START Records for processing
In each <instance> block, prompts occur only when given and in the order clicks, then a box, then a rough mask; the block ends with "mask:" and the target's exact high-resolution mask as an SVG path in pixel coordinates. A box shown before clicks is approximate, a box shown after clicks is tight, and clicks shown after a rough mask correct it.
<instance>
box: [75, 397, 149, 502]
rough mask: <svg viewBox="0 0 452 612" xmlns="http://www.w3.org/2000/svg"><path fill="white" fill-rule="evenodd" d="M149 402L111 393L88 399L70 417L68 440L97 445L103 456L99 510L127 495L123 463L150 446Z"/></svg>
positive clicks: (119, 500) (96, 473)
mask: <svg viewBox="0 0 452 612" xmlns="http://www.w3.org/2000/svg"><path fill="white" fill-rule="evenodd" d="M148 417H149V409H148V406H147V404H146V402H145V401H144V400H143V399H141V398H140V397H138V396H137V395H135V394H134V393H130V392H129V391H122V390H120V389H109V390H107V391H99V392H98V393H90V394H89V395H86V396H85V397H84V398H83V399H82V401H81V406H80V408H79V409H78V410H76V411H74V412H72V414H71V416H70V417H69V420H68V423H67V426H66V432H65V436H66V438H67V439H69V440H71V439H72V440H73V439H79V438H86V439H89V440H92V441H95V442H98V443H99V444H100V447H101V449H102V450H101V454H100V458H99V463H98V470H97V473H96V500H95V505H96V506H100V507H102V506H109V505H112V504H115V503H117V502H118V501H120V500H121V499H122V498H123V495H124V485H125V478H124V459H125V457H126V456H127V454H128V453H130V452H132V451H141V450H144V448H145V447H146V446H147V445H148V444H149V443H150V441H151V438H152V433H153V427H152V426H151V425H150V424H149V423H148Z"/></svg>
END Records for processing
START Records for processing
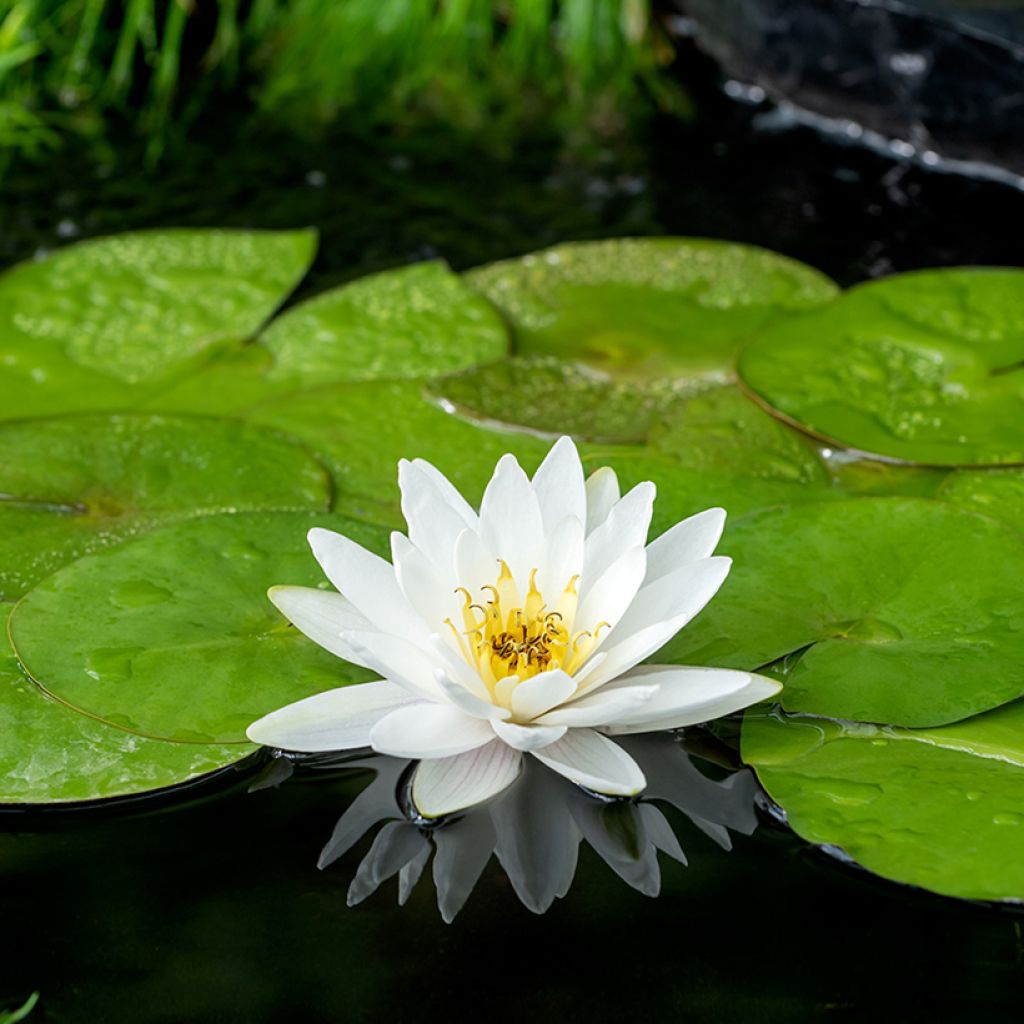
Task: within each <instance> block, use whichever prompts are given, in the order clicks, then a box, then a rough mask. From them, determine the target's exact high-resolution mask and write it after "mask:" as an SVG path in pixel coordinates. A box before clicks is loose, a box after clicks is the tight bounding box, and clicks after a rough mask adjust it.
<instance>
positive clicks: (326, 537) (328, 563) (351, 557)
END Records for processing
* **Your goal**
Review the entries above and return every line where "each" appears.

* **Finished exercise**
In each <instance> block, prompts occur only when given and in the order clicks, then a box, then a rough mask; the block ends with "mask:" and the target's exact high-resolution mask as an SVG path in pixel coordinates. A box shown before clicks is approximate, a box shown after clicks is tight, and clicks shown after a rough mask correct it.
Task: within each <instance> block, use whichever prompts are given, in the order clicks, then a box, then a rough mask. From them, determine the target's exact high-resolution mask and write it after "mask:" as an SVG path in pixel coordinates. A box before clicks is loose, a box after clicks is the tight bounding box, and clicks after a rough mask adjust it.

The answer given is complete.